WHAT THE EXERCISE ASKS:
Reproduce all of the listing below without alteration.

RECORDS PROVIDED:
□ □ □
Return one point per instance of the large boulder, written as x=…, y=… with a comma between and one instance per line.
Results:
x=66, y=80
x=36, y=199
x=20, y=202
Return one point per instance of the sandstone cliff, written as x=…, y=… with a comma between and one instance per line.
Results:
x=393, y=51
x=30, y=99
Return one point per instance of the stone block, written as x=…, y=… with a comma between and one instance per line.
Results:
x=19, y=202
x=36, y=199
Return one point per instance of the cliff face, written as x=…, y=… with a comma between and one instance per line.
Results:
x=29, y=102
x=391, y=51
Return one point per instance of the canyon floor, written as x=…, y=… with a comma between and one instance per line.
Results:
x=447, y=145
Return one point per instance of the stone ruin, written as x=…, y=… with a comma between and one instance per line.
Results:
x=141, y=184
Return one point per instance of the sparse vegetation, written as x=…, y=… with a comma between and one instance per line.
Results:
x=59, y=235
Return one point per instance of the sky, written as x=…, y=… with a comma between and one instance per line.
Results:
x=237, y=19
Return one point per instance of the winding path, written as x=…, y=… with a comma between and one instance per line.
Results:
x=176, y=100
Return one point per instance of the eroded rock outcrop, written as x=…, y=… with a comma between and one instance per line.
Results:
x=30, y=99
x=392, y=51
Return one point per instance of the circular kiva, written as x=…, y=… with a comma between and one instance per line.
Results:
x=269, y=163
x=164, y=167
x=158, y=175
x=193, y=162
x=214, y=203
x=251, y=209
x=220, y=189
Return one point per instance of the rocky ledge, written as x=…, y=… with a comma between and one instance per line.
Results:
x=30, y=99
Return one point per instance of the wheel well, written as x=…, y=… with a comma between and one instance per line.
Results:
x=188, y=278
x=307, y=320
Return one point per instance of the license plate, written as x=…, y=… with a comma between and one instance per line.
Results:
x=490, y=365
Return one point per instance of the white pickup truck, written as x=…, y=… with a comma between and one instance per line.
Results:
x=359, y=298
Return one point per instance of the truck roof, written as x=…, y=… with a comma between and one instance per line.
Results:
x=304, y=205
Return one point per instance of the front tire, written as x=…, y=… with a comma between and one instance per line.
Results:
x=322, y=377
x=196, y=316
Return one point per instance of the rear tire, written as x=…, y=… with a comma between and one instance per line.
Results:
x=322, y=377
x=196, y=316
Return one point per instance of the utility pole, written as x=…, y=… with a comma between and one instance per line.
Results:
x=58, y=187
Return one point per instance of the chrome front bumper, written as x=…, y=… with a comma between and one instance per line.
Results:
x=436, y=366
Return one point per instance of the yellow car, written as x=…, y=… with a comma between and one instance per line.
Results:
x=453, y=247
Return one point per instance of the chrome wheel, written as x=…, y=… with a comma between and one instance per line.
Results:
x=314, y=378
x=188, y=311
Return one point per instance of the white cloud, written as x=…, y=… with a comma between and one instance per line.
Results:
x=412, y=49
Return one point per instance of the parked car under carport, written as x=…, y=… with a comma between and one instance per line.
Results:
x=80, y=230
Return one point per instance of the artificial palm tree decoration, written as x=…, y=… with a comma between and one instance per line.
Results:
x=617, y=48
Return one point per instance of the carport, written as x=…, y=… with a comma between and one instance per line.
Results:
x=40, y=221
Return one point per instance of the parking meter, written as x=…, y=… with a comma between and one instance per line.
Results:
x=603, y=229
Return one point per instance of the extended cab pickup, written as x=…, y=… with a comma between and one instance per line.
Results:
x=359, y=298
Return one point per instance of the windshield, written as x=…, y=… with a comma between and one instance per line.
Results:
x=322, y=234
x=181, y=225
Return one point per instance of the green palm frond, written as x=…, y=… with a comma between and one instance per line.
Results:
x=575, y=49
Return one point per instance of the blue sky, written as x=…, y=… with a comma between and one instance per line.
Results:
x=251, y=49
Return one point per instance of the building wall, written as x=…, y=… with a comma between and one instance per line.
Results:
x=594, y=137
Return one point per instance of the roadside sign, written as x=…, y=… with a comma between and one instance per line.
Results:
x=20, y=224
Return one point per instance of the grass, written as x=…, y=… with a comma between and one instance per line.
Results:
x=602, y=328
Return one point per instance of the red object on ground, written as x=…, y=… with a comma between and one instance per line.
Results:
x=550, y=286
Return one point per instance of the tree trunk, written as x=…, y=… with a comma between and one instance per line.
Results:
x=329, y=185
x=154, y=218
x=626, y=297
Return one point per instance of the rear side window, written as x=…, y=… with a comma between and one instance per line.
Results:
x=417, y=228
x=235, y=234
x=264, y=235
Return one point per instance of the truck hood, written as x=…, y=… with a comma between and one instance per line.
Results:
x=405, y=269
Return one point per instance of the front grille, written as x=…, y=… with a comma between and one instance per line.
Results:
□ □ □
SOLUTION:
Return one point per instance of the large boulder, written as x=…, y=… with a comma between and one instance per line.
Results:
x=66, y=80
x=36, y=199
x=20, y=202
Return one point per instance of the sandstone cliff, written as x=…, y=… with a comma between and one instance per line.
Results:
x=393, y=51
x=30, y=99
Return one point per instance of the stone block, written as x=…, y=… with a comma between and one instance per line.
Results:
x=19, y=202
x=36, y=199
Return one point per instance of the cliff face, written as x=…, y=… with a comma between and one instance per line.
Results:
x=29, y=102
x=391, y=51
Return one point per instance of the canyon floor, written as x=…, y=… with a comma between and one instance per line.
Results:
x=447, y=145
Return one point per instance of the stone ruin, written as x=…, y=… with a comma between and one instance per line.
Results:
x=141, y=184
Return one point per instance of the sparse vegetation, written as x=…, y=… with a comma between and one instance per line.
Results:
x=59, y=235
Return one point per instance of the sky, written as x=…, y=… with a comma between and one instance per line.
Results:
x=237, y=19
Return one point per instance of the winding path, written as x=…, y=… with a comma between and one instance per line.
Results:
x=176, y=100
Return one point per instance of the eroded rock outcrop, written as x=…, y=… with a comma between and one instance per line.
Results:
x=30, y=99
x=392, y=51
Return one point per instance of the circular kiva, written as x=…, y=… with a comma between and one instance per line.
Results:
x=269, y=163
x=164, y=167
x=158, y=175
x=193, y=162
x=214, y=203
x=251, y=209
x=220, y=189
Return one point per instance of the rocky ledge, written as x=…, y=… with a comma between and one instance per line.
Results:
x=30, y=99
Return one point per instance of the wheel well, written as x=…, y=… with a comma between and one instance per line.
Results:
x=188, y=278
x=307, y=320
Return one point per instance of the license plate, written as x=…, y=… with a comma between and one instance per line.
Results:
x=490, y=365
Return one point per instance of the white pickup truck, written as x=…, y=… with a comma between and one instance per line.
Results:
x=359, y=298
Return one point per instance of the truck roof, written as x=…, y=… with a comma between and one instance per line.
Results:
x=304, y=205
Return one point per instance of the front tire, written as x=…, y=… with a comma between and one instance per line.
Results:
x=322, y=377
x=196, y=316
Return one point per instance of the rear tire, written as x=…, y=… with a comma between and one instance per line.
Results:
x=322, y=377
x=196, y=316
Return one point per instance of the utility pole, written as x=…, y=… with a comma between and one instance per line.
Results:
x=58, y=187
Return one point per instance of the chrome front bumper, written as x=…, y=… with a comma between and one instance per line.
Results:
x=436, y=366
Return one point per instance of the yellow car, written as x=…, y=… with a comma between and one instance per line.
Results:
x=453, y=247
Return one point per instance of the chrome wheel, written as x=…, y=… with a comma between and one instance per line.
Results:
x=314, y=378
x=188, y=311
Return one point per instance of the white cloud, written as x=…, y=… with a comma between and one instance per line.
Results:
x=412, y=49
Return one point per instance of the parked car under carport, written as x=…, y=… with a comma between and one instance per line.
Results:
x=80, y=230
Return one point per instance of the artificial palm tree decoration, written as x=…, y=… with a comma between and one instance per line.
Results:
x=617, y=48
Return one point per instance of the carport, written as x=…, y=… with a comma between and one instance per line.
Results:
x=40, y=221
Return one point per instance of the parking meter, written as x=…, y=… with a comma between and one instance per line.
Results:
x=603, y=229
Return one point per instance of the extended cab pickup, written as x=…, y=… with a comma between and one instance per line.
Results:
x=359, y=298
Return one point per instance of the windshield, written as x=…, y=… with a comma between and one instance per line.
Results:
x=322, y=234
x=181, y=225
Return one point per instance of the green palm frond, written as x=…, y=… with a comma between and one instance per line.
Results:
x=575, y=49
Return one point per instance of the blue sky, written as x=…, y=… with a comma between and one instance per line.
Results:
x=251, y=49
Return one point per instance of the building wall, written as x=…, y=… with a comma between and one instance per line.
Results:
x=594, y=137
Return one point per instance of the roadside sign, written as x=…, y=… with a comma between and one instance per line.
Results:
x=20, y=224
Return one point per instance of the grass, written as x=…, y=… with a comma between and one instance per line.
Results:
x=602, y=328
Return one point per instance of the red object on ground, written as x=…, y=… with a comma between and one instance per line.
Results:
x=550, y=286
Return one point per instance of the tree trunk, written as x=…, y=… with a comma between and one instance per line.
Results:
x=329, y=185
x=154, y=218
x=626, y=297
Return one point per instance of the rear side window, written as x=…, y=… with a comma between and one instance per line.
Results:
x=417, y=228
x=235, y=234
x=264, y=235
Return one point per instance of the truck hood, written as x=…, y=… with a comma between and one instance per line.
Results:
x=405, y=269
Return one point per instance of the front grille, written as x=…, y=… with a comma between and one instance per line.
Results:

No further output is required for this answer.